Text segment

'''

With a lack of clear identity standards in the UK, organisations take a risk-based approach to onboarding identities. For instance, a bank will typically be more cautious while verifying and onboarding a new customer when compared to a mail order retail site.
It is important to marry your risk approach to the sources of data that you are matching against or the data sources may fall short of what you actually require to satisfy your risk-based approach.
AKA ‘I need a solution that fits my risk-based approach’
Every business is different. So too is every regulator. And, of course, every identity is unique. That’s why true multiple matching has to begin with configurability.
Each organisation has its unique challenges, appetite for risk and approach to regulatory compliance. So, it stands to reason that no out-of-the-box solution can fit every organisation’s needs.
Risk-based approach
Regulators expect you to take a risk-based approach to compliance. The Financial Action Task Force (FATF) is the global money laundering and terrorist financing watchdog. It defines a risk-based approach as follows:
“A risk-based approach means that countries, competent authorities, and banks identify, assess, and understand the money laundering and terrorist financing risk to which they are exposed, and take the appropriate mitigation measures in accordance with the level of risk.”
Attitudes to risk vary between organisations. They may also change within an organisation, depending on the customer and product or within a single sector e.g. a high street bank versus a challenger bank.
Businesses need always-on compliance solutions they can configure to their requirements that can withstand data supplier outages by defaulting to a backup supplier and that will grow with businesses and the risks they become exposed to.
In practical terms this means a multi bureau solution with the capability to create an unlimited number of risk profiles, to reference as many different data sources as required and to employ an automated execution approach to checks.
Flexibility
GBG’s multi bureau solution allows you to create an infinite number of risk profiles and supports thousands of possible decision bands. It gives you the flexibility to set what you consider necessary for a pass, whether full or partial, and to dictate the database combinations that qualify as a pass.
Effective configuration means having the option to easily make changes independent of your supplier, and while our expert consultants do work with businesses to convert risk-based approaches into profile configurations, you can also alter your configurations yourself, as and when you see fit, without GBG involvement.
In terms of Politically Exposed Persons (PEPs) and Sanctions, a configurable solution should allow you to define which authorities to check against, what PEP tiers to reference and whether dates of birth and alias matching are necessary.
Not only does robust configurability help you satisfy your risk-based approach and meet your regulatory requirements, it also reduces operational costs by checking only against the relevant and appropriate data sources.
Challenge check-in
Match rates are the key to onboarding more good customers. Our configurable solution allows you to optimise your match rates by making changes to your pass criteria and risk-based approach based on insights from the granular results it returns.
AKA “I need to get the best match rates from the right data”
Granularity sits at the heart of true multiple matching. In order to trust the data you are matching you need to understand the data in detail.
With robust configurability in place to ensure your checks fit your risk-based approach, granularity gives you complete oversight of your decisions to truly understand every pass, fail and refer.
Granularity is all about being able to see and understand the logic that led to a match, and the data upon which it was based. After all, it would be easy for a mortgage lender to increase its match rates by matching against less robust data sources, using less robust techniques, but it wouldn’t necessarily suit the lender’s risk-based approach.

'''

What this exercise asks
**A.** From the identity-verification text, quote the passage starting with "It is important" and going on through "your risk-based approach.".
**B.** List each capability that the identity-verification text says a multi bureau solution needs in practical terms.

(Data records)
'''

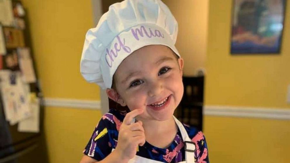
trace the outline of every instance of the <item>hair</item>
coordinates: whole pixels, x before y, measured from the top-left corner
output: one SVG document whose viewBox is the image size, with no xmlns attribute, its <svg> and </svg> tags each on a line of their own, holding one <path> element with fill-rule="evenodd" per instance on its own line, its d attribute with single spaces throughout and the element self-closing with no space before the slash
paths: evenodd
<svg viewBox="0 0 290 163">
<path fill-rule="evenodd" d="M 172 52 L 173 54 L 174 54 L 174 56 L 175 57 L 175 58 L 176 59 L 176 60 L 177 62 L 177 63 L 179 65 L 179 63 L 178 62 L 178 59 L 179 58 L 179 57 L 174 52 L 174 51 L 172 49 L 170 48 L 168 46 L 167 46 L 167 48 L 170 49 Z M 116 93 L 117 93 L 118 94 L 119 94 L 119 93 L 118 93 L 118 91 L 117 89 L 117 85 L 116 85 L 116 77 L 115 76 L 115 74 L 114 74 L 114 75 L 113 75 L 113 80 L 112 82 L 112 86 L 111 87 L 111 89 L 113 89 L 115 91 Z M 130 111 L 130 110 L 129 109 L 129 108 L 128 107 L 128 106 L 122 106 L 120 105 L 119 103 L 118 103 L 116 101 L 117 101 L 119 99 L 119 97 L 117 97 L 117 98 L 115 98 L 114 100 L 115 101 L 109 98 L 109 103 L 110 104 L 112 105 L 115 105 L 115 109 L 116 110 L 120 111 Z"/>
</svg>

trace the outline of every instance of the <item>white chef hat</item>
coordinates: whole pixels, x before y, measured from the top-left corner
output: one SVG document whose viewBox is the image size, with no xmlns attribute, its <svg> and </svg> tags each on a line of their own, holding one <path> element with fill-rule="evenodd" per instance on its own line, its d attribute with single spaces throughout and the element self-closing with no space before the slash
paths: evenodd
<svg viewBox="0 0 290 163">
<path fill-rule="evenodd" d="M 160 0 L 125 0 L 110 6 L 86 35 L 80 71 L 88 82 L 111 88 L 118 66 L 134 51 L 150 45 L 174 45 L 177 22 Z"/>
</svg>

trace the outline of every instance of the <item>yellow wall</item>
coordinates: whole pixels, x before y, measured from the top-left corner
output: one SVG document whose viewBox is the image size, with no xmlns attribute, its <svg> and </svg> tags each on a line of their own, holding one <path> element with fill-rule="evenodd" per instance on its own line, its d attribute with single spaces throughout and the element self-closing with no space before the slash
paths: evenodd
<svg viewBox="0 0 290 163">
<path fill-rule="evenodd" d="M 233 56 L 232 1 L 210 1 L 206 104 L 290 107 L 286 101 L 290 84 L 290 3 L 280 54 Z"/>
<path fill-rule="evenodd" d="M 206 105 L 289 108 L 290 3 L 281 54 L 230 54 L 231 0 L 210 0 Z M 290 121 L 206 116 L 213 162 L 290 162 Z"/>
<path fill-rule="evenodd" d="M 98 87 L 87 83 L 80 72 L 85 35 L 93 26 L 91 1 L 22 1 L 44 97 L 99 100 Z M 97 110 L 46 108 L 50 162 L 78 162 L 101 115 Z"/>
<path fill-rule="evenodd" d="M 208 0 L 163 1 L 178 23 L 176 46 L 184 59 L 184 74 L 194 75 L 205 67 Z"/>
</svg>

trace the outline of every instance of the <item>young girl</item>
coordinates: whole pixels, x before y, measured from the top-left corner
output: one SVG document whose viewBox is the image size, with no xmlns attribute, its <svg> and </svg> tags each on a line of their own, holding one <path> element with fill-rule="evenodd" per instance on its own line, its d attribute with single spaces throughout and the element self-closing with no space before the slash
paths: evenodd
<svg viewBox="0 0 290 163">
<path fill-rule="evenodd" d="M 202 133 L 173 116 L 183 93 L 177 28 L 160 0 L 125 0 L 88 32 L 83 76 L 130 111 L 103 116 L 81 162 L 209 162 Z"/>
</svg>

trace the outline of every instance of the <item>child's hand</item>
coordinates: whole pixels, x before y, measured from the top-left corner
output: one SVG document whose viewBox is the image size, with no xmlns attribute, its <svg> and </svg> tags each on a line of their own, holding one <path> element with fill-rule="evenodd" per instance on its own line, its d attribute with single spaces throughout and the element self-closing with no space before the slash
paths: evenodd
<svg viewBox="0 0 290 163">
<path fill-rule="evenodd" d="M 143 112 L 142 109 L 135 109 L 126 115 L 120 127 L 118 143 L 115 152 L 122 159 L 133 158 L 136 154 L 138 145 L 145 143 L 145 133 L 142 122 L 138 121 L 131 124 L 132 119 Z"/>
</svg>

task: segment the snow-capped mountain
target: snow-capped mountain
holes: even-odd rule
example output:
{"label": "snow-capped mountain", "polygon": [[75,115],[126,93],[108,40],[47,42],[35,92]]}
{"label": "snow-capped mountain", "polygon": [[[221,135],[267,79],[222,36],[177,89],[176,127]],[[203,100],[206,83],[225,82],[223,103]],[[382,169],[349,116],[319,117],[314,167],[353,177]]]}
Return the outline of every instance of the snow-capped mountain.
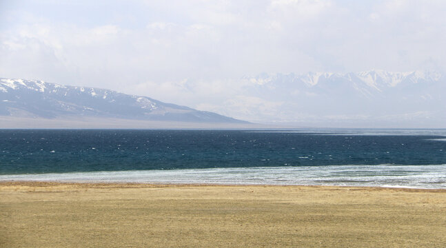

'''

Results for the exercise
**A.**
It is important to marry your risk approach to the sources of data that you are matching against or the data sources may fall short of what you actually require to satisfy your risk-based approach.

**B.**
- Creating an unlimited number of risk profiles
- Referencing as many different data sources as required
- Employing an automated execution approach to checks